Copy out each line of the material in which the word "cobblestone" appears.

□ □ □ □ □ □ □

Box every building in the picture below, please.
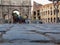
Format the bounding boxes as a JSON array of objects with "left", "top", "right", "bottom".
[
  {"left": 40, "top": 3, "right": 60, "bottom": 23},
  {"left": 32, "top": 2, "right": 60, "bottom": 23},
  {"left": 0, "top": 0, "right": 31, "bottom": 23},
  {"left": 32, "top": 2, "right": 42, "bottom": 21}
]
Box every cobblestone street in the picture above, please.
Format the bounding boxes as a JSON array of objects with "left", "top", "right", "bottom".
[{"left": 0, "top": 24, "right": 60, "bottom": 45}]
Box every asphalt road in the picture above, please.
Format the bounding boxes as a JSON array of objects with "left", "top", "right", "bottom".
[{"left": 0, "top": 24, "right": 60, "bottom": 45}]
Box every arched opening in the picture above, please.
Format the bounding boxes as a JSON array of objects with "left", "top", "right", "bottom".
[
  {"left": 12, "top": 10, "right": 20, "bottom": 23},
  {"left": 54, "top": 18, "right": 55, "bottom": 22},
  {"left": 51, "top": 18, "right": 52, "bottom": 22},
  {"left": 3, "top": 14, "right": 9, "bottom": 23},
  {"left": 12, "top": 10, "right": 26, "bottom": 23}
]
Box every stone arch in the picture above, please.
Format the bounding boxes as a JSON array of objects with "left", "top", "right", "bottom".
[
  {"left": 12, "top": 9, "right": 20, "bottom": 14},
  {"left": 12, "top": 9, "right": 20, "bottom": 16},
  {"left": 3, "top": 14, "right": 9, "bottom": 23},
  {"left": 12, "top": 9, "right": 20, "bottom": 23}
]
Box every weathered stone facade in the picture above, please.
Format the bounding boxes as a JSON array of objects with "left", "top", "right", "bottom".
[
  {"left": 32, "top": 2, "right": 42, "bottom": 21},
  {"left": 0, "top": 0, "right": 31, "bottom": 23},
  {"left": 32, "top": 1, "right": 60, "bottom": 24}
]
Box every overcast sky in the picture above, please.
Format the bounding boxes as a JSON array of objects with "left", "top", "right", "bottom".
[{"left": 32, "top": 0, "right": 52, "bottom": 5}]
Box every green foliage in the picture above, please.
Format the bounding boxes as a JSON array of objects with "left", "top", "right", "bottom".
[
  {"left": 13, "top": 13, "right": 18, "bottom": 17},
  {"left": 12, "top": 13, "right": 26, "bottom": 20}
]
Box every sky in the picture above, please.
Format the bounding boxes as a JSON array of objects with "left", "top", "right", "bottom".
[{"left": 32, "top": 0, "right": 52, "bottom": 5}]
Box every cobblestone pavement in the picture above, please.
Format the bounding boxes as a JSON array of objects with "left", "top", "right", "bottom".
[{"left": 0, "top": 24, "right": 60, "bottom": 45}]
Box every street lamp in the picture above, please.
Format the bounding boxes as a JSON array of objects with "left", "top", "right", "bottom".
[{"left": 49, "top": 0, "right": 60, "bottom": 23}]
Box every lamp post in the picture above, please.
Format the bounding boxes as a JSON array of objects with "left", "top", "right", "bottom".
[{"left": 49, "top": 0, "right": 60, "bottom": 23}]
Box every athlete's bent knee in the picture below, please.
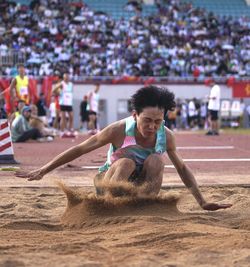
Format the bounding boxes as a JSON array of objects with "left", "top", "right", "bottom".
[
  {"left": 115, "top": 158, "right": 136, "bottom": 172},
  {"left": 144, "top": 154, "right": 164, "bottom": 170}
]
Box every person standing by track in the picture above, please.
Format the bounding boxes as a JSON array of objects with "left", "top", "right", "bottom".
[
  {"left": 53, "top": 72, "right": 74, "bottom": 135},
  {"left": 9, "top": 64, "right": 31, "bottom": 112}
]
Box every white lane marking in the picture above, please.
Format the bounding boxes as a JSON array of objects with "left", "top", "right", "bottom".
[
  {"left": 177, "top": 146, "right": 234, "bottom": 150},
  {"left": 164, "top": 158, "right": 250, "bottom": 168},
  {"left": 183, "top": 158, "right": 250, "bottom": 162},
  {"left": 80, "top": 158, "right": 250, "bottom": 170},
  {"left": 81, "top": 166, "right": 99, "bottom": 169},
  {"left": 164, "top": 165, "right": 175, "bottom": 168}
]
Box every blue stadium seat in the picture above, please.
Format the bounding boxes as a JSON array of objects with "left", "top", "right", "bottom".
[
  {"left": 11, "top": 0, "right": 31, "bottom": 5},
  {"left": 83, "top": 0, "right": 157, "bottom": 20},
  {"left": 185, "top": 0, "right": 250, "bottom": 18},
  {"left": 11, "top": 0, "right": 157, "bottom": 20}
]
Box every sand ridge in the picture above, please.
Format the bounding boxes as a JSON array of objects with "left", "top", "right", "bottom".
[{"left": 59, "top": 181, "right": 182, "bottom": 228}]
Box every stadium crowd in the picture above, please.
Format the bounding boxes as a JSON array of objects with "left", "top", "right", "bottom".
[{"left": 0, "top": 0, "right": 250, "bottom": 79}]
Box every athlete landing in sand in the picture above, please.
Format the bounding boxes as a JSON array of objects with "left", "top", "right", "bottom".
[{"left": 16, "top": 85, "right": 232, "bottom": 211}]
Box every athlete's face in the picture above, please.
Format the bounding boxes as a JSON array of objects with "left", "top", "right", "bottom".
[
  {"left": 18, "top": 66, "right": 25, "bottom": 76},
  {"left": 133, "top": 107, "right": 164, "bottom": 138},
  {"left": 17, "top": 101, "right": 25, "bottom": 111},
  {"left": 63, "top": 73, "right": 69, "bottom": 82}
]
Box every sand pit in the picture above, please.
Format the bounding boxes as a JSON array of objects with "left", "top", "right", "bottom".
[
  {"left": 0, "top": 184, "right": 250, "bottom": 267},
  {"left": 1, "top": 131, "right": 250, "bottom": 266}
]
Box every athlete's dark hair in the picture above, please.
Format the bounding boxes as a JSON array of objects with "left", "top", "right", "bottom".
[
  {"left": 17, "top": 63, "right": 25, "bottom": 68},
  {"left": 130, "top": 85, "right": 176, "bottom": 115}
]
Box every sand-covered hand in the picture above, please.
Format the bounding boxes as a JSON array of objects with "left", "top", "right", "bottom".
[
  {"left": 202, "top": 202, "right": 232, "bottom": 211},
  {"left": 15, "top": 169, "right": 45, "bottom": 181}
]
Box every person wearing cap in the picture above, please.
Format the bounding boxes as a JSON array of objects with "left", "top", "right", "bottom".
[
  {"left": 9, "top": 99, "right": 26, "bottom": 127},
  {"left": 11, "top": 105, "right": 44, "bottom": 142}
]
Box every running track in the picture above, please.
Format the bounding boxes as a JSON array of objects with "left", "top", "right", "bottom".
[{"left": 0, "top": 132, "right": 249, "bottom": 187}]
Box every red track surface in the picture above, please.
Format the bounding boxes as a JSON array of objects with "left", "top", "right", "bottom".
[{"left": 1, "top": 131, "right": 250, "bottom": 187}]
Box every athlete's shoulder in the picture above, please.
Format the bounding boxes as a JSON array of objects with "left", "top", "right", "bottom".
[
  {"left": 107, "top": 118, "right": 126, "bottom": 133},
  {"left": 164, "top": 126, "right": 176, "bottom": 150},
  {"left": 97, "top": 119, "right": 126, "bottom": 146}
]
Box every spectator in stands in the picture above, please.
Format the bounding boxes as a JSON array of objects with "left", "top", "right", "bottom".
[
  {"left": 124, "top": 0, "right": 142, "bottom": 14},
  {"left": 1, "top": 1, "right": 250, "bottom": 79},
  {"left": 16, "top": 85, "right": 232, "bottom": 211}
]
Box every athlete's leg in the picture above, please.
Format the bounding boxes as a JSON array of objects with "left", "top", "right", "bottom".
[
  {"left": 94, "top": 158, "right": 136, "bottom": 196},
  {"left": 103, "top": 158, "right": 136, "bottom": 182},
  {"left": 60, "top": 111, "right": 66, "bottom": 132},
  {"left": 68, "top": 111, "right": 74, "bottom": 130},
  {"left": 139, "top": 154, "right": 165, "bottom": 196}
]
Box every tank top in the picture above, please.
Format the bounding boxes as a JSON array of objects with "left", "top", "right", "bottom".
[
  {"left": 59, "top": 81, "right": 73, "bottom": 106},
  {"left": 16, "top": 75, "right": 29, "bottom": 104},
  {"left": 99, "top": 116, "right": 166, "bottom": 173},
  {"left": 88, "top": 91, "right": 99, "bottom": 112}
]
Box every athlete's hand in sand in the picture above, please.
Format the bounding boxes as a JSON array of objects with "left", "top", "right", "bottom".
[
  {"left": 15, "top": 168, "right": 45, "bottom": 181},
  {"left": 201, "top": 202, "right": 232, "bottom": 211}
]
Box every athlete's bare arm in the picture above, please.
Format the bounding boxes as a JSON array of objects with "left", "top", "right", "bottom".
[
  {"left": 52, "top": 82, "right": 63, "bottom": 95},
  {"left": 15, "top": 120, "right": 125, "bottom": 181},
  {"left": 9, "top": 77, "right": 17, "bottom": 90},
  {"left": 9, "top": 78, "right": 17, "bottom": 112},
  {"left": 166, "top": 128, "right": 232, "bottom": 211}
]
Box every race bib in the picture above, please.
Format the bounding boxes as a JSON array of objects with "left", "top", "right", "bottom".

□ □ □ □ □ □ □

**WORKED SOLUTION:**
Box every cobblestone street in the picture above, please.
Box every cobblestone pavement in the picture above, please.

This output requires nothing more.